*Task to complete:*
Arrange every row below as a numbered list, leaving out any blank lines.

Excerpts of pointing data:
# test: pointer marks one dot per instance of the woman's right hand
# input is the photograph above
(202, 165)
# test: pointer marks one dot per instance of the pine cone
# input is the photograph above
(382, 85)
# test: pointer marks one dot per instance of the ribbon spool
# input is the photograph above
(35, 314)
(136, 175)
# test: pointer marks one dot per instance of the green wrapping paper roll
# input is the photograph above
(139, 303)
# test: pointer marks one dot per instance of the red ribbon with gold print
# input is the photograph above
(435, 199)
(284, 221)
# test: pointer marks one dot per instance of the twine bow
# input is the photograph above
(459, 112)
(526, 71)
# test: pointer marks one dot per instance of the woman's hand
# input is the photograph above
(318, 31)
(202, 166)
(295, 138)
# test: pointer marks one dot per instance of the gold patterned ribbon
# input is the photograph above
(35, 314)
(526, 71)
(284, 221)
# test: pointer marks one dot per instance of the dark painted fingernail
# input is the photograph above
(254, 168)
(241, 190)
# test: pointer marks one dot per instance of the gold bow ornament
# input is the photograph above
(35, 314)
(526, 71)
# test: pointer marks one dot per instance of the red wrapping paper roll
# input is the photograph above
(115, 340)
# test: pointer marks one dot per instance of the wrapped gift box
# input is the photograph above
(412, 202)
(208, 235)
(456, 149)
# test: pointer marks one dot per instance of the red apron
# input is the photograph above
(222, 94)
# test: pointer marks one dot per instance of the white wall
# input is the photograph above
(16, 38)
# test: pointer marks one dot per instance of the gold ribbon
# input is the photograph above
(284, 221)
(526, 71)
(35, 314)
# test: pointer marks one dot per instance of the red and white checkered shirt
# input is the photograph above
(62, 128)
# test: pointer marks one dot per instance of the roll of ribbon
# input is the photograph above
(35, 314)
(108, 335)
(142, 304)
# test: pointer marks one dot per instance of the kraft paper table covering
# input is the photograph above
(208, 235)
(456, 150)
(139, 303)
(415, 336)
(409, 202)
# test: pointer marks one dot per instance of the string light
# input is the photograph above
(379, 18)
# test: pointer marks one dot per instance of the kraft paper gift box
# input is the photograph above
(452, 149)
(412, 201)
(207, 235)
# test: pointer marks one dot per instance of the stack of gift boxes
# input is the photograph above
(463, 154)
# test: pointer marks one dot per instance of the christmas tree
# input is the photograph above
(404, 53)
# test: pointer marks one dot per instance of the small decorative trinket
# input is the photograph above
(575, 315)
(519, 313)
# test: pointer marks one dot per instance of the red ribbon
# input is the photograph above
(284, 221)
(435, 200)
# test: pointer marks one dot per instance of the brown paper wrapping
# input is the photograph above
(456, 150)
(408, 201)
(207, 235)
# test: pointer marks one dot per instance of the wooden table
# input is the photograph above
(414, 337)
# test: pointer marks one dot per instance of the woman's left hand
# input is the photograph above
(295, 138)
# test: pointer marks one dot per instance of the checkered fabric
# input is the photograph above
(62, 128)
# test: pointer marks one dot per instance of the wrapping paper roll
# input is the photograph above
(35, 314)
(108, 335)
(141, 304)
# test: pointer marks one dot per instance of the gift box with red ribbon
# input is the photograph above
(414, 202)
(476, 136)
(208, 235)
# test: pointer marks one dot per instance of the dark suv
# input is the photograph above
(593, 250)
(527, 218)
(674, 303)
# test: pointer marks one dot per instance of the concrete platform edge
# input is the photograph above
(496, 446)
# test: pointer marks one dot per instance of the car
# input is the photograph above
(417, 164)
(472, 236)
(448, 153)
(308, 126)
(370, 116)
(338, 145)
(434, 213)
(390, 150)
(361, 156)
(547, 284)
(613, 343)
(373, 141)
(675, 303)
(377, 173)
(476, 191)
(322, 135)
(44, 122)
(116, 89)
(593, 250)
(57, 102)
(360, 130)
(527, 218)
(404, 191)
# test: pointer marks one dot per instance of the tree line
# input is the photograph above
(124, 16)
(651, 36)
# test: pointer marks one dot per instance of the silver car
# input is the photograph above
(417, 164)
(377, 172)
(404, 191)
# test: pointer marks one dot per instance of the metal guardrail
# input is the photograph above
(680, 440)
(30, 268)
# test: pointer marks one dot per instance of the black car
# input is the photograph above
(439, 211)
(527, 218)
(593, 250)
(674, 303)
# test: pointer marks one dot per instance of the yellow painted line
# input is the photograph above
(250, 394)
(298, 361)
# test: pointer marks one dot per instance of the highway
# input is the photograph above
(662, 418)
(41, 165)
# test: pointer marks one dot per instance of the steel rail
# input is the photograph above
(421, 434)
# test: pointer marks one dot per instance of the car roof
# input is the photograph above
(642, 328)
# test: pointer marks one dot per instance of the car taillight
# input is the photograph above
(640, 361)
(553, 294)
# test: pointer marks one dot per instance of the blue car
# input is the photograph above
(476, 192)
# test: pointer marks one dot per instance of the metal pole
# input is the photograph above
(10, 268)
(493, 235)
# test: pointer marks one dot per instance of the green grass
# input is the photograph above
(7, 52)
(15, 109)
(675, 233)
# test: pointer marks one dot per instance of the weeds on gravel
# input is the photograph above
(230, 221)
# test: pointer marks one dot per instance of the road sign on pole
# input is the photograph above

*Response:*
1. # test: pointer marks one dot per instance of the woman's right hand
2. # input is the photograph above
3. (202, 165)
4. # test: pointer marks one dot per instance of the pine cone
5. # input is the photograph above
6. (382, 85)
7. # test: pointer marks one dot per instance of the ribbon spool
8. # input is the photograph above
9. (35, 314)
10. (136, 175)
11. # test: pointer marks one dot per instance of the green wrapping paper roll
12. # input is the photograph above
13. (139, 303)
14. # test: pointer marks one dot per instance of the red ribbon with gold print
15. # input is the photograph above
16. (435, 199)
17. (284, 221)
18. # test: pointer marks one dot per instance of the twine bow
19. # input is the photograph above
20. (459, 112)
21. (526, 71)
22. # test: pointer marks one dot per instance of the woman's hand
23. # input is the photograph above
24. (318, 31)
25. (202, 166)
26. (295, 138)
27. # test: pointer marks one dot per instance of the gold patterned ribbon
28. # input is the photograph above
29. (35, 314)
30. (526, 71)
31. (284, 221)
32. # test: pointer marks one dot per instance of the dark painted fingernail
33. # input is the photograph above
34. (254, 168)
35. (241, 190)
36. # test: pointer marks one dot per instance of the gold bow ornament
37. # input is the photograph above
38. (35, 314)
39. (526, 71)
40. # test: pointer marks one dot per instance of the red wrapping paper roll
41. # input is the photograph above
42. (115, 340)
43. # test: pointer marks one dot per instance of the wrapped gift box
44. # input is the photograph above
45. (412, 202)
46. (208, 235)
47. (456, 149)
48. # test: pointer marks one dot per instance of the red apron
49. # input is the photograph above
50. (222, 94)
51. # test: pointer marks one dot per instance of the white wall
52. # input is the photograph above
53. (16, 38)
54. # test: pointer marks one dot per instance of the gold ribbon
55. # input is the photograph above
56. (284, 221)
57. (526, 71)
58. (35, 314)
59. # test: pointer marks one dot per instance of the red and white checkered shirt
60. # input is the photograph above
61. (62, 128)
62. # test: pointer marks one dot per instance of the roll of ribbon
63. # input is the photograph above
64. (35, 314)
65. (108, 335)
66. (142, 304)
67. # test: pointer marks one dot per instance of the kraft paper table covering
68. # input is the photograph above
69. (208, 235)
70. (456, 150)
71. (139, 303)
72. (415, 336)
73. (409, 202)
74. # test: pointer marks one dot per instance of the string light
75. # input is the photograph above
76. (379, 18)
77. # test: pointer marks one dot per instance of the kraft paper gift box
78. # input is the photograph above
79. (452, 149)
80. (412, 201)
81. (207, 235)
82. # test: pointer marks one dot per instance of the stack of gift boxes
83. # input is the photograph above
84. (463, 154)
85. # test: pointer marks one dot per instance of the christmas tree
86. # input is the photograph above
87. (404, 53)
88. # test: pointer marks one dot per instance of the small decorative trinket
89. # input is the photograph above
90. (575, 315)
91. (519, 313)
92. # test: pointer marks one dot per instance of the red ribbon
93. # input is the photograph above
94. (284, 221)
95. (435, 200)
96. # test: pointer marks one dot per instance of the brown paper wrapping
97. # input is the photograph above
98. (456, 150)
99. (408, 201)
100. (207, 235)
101. # test: pointer marks one dot per instance of the wooden table
102. # input is the photograph above
103. (414, 337)
104. # test: pointer marks one dot per instance of the woman's left hand
105. # input is the photograph above
106. (295, 138)
107. # test: pointer marks one dot per instance of the checkered fabric
108. # input is the photograph above
109. (62, 128)
110. # test: pointer marks one dot per instance of the wrapping paper roll
111. # input is the photograph above
112. (35, 314)
113. (108, 335)
114. (141, 304)
115. # test: pointer marks one dot per instance of the gift box with red ribbon
116. # input is the photograph above
117. (414, 202)
118. (476, 136)
119. (208, 235)
120. # test: pointer marks one dot per instance of the dark suv
121. # input is the photograph above
122. (593, 250)
123. (527, 218)
124. (674, 303)
125. # test: pointer marks one dot per instance of the concrete platform edge
126. # input is the photograph above
127. (496, 446)
128. # test: pointer marks one dot per instance of the car
129. # input is the photograph above
130. (417, 164)
131. (472, 236)
132. (448, 153)
133. (308, 126)
134. (370, 116)
135. (338, 145)
136. (434, 213)
137. (390, 150)
138. (361, 156)
139. (547, 284)
140. (613, 343)
141. (373, 141)
142. (675, 303)
143. (377, 173)
144. (476, 191)
145. (322, 135)
146. (44, 122)
147. (116, 89)
148. (593, 250)
149. (57, 102)
150. (360, 130)
151. (527, 218)
152. (404, 191)
153. # test: pointer marks one dot per instance of the tree line
154. # input is the photograph above
155. (124, 16)
156. (651, 36)
157. # test: pointer marks one dot per instance of the silver car
158. # input is the photograph above
159. (417, 164)
160. (377, 172)
161. (404, 191)
162. # test: pointer marks one dot per instance of the metal guardrail
163. # input is the photograph above
164. (680, 440)
165. (30, 268)
166. # test: pointer marks one dot per instance of the black car
167. # input is the photograph above
168. (439, 211)
169. (527, 218)
170. (593, 250)
171. (674, 303)
172. # test: pointer marks one dot per instance of the yellow painted line
173. # input is the photograph above
174. (250, 394)
175. (298, 361)
176. # test: pointer marks one dot per instance of the highway
177. # input is the photograph above
178. (662, 418)
179. (41, 165)
180. # test: pointer marks one dot per instance of the steel rail
181. # input is the photograph above
182. (421, 434)
183. # test: pointer marks one dot per instance of the car roof
184. # input is the photograph above
185. (642, 328)
186. # test: pointer marks one dot per instance of the car taillight
187. # input is the photograph above
188. (640, 361)
189. (553, 294)
190. # test: pointer marks one dot per instance of the blue car
191. # input is the photograph above
192. (476, 192)
193. # test: pointer marks one dot per instance of the metal pole
194. # input is the photograph above
195. (10, 268)
196. (493, 235)
197. # test: pointer marks one dot per instance of the green grass
198. # input is the photograph above
199. (7, 52)
200. (15, 109)
201. (675, 233)
202. # test: pointer marks one dot per instance of the weeds on gravel
203. # input is the photograph above
204. (230, 221)
205. # test: pointer marks one dot per instance of the road sign on pole
206. # input is the photograph above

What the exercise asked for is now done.